— Data shown —

━━━━━━━━━━

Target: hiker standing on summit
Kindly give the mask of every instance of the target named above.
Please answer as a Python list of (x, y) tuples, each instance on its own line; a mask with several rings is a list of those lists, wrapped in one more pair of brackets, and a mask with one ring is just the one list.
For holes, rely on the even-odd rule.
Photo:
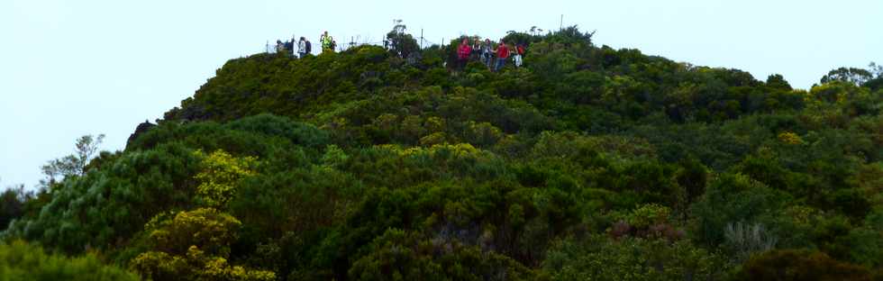
[(306, 56), (306, 38), (304, 36), (300, 37), (300, 41), (297, 41), (297, 57), (304, 59)]
[(319, 42), (322, 43), (323, 53), (334, 51), (334, 39), (328, 35), (328, 31), (319, 37)]
[(469, 40), (463, 38), (463, 41), (460, 43), (460, 47), (457, 47), (457, 67), (459, 68), (463, 69), (466, 68), (466, 63), (469, 60), (470, 53), (472, 53), (472, 47), (469, 47)]
[(487, 69), (491, 68), (491, 61), (494, 59), (494, 43), (490, 41), (490, 39), (485, 39), (485, 44), (481, 46), (481, 61), (485, 63)]
[(509, 47), (506, 47), (505, 42), (501, 39), (500, 45), (496, 46), (496, 68), (494, 68), (494, 71), (503, 70), (507, 59), (509, 59)]

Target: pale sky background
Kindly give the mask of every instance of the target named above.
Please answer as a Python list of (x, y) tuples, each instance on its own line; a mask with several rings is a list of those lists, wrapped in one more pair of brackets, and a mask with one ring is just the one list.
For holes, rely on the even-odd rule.
[(327, 30), (379, 41), (402, 19), (439, 42), (532, 25), (597, 30), (597, 45), (695, 65), (779, 73), (808, 88), (842, 66), (883, 62), (883, 1), (0, 1), (0, 187), (34, 186), (40, 166), (84, 134), (122, 150), (230, 59)]

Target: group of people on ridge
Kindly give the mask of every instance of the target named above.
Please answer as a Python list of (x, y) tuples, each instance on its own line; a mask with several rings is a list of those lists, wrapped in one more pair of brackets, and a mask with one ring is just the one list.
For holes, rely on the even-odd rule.
[(463, 41), (457, 47), (459, 68), (465, 68), (470, 59), (474, 59), (484, 63), (491, 71), (500, 71), (500, 69), (505, 67), (505, 62), (510, 57), (512, 57), (515, 68), (519, 68), (522, 65), (522, 56), (523, 55), (523, 45), (516, 44), (510, 47), (502, 39), (495, 46), (489, 39), (485, 39), (484, 41), (475, 39), (470, 45), (469, 39), (464, 38)]
[[(319, 42), (322, 43), (322, 52), (333, 52), (334, 48), (337, 47), (337, 41), (334, 38), (328, 35), (328, 32), (322, 33), (319, 36)], [(291, 41), (283, 42), (280, 40), (276, 41), (276, 52), (295, 55), (296, 52), (297, 57), (303, 59), (306, 54), (313, 53), (313, 43), (309, 40), (301, 36), (300, 41), (297, 41), (297, 50), (295, 50), (295, 38), (292, 37)]]

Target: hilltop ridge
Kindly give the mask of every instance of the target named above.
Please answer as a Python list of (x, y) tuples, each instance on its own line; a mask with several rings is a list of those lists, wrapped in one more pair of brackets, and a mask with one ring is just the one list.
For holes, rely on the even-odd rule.
[(881, 71), (793, 89), (573, 27), (494, 72), (461, 40), (231, 59), (4, 237), (155, 280), (883, 276)]

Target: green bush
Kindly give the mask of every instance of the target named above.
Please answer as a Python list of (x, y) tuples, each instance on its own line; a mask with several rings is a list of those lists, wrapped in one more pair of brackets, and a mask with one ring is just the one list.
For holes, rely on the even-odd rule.
[(139, 278), (132, 273), (105, 265), (93, 254), (68, 258), (48, 254), (39, 246), (15, 240), (0, 243), (0, 280), (121, 281)]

━━━━━━━━━━

— Challenge —
Rewrite all of the material above with "rely on" replaced by "apply" everywhere it occurs, changing nothing else. Leave the pictures out.

— Completed task —
Target: hiker standing on summit
Kindly give the mask of every instance of the target named above.
Please answer as a Python list of (x, y) tuples, each instance on its own line; a mask with several rings is a list of those lists, wrapped in one more pair of brackets, and a mask with one ring is just the one list.
For holes, apply the even-odd rule.
Photo:
[(306, 56), (306, 38), (304, 36), (300, 37), (300, 41), (297, 41), (297, 57), (304, 59)]
[(319, 42), (322, 43), (323, 53), (334, 51), (334, 39), (328, 35), (328, 31), (319, 37)]
[(469, 40), (463, 38), (463, 41), (460, 43), (460, 47), (457, 47), (457, 67), (459, 68), (463, 69), (466, 68), (466, 63), (469, 60), (470, 53), (472, 53), (472, 47), (469, 47)]
[(487, 69), (491, 68), (491, 61), (494, 59), (494, 43), (490, 41), (490, 39), (485, 39), (485, 44), (481, 46), (481, 61), (485, 63)]
[(509, 47), (506, 47), (505, 42), (501, 39), (500, 45), (496, 46), (496, 68), (494, 68), (494, 71), (503, 70), (507, 59), (509, 59)]

Target: pale sky background
Kindly give the mask of every instance of the target named above.
Please answer as a Python list of (x, y) tuples, each instance on its own line; a mask with several rings is a list of those lists, wrapped in one more pair of brackets, and a mask with one ring is just the one list.
For holes, apply the even-odd rule.
[(327, 30), (379, 41), (402, 19), (439, 42), (532, 25), (597, 30), (597, 45), (695, 65), (779, 73), (808, 88), (842, 66), (883, 62), (883, 1), (0, 1), (0, 187), (34, 186), (40, 166), (84, 134), (122, 150), (230, 59)]

Target: group of people on ridge
Kindly give the mask of every instance of the target named above.
Please answer as a Python list of (x, y) tuples, each instance on its own line; a mask with several rings is a list of those lists, wrapped in one more pair of brackets, and a mask with one ring is just the one list.
For holes, apply the even-odd rule.
[(463, 41), (457, 47), (459, 68), (465, 68), (470, 59), (474, 59), (484, 63), (491, 71), (500, 71), (500, 69), (505, 67), (505, 62), (510, 57), (512, 57), (515, 68), (519, 68), (522, 65), (522, 56), (523, 55), (523, 45), (516, 44), (510, 47), (502, 39), (495, 46), (489, 39), (485, 39), (484, 41), (475, 39), (470, 45), (469, 39), (464, 38)]
[[(319, 42), (322, 43), (322, 52), (333, 52), (334, 48), (337, 47), (337, 41), (334, 38), (328, 35), (328, 32), (322, 33), (319, 36)], [(291, 41), (283, 42), (280, 40), (276, 41), (276, 52), (295, 55), (296, 52), (297, 57), (303, 59), (306, 54), (313, 53), (313, 43), (309, 40), (301, 36), (300, 41), (297, 41), (297, 50), (295, 50), (295, 38), (292, 37)]]

Target: hilltop ridge
Kindly give the mask of every instance of the target named above.
Please answer as a Python list of (x, y) tuples, each instance on its own line; a mask with several rings is a list of those lists, wrapped in one more pair of brackets, and a mask with one ring is just the one list.
For holes, apply the even-odd rule.
[(881, 71), (793, 89), (573, 27), (494, 72), (461, 40), (231, 59), (4, 237), (155, 280), (883, 276)]

Target: green bush
Kindly give the mask of every instance of the target named above.
Please answer as a Python list of (x, y) tuples, each instance on its own line; a mask with several rings is a list of those lists, wrapped in one more pair of brackets, and a mask with one ring is just the one list.
For holes, apply the even-odd rule.
[(139, 278), (132, 273), (105, 265), (93, 254), (68, 258), (48, 254), (39, 246), (15, 240), (0, 243), (0, 280), (121, 281)]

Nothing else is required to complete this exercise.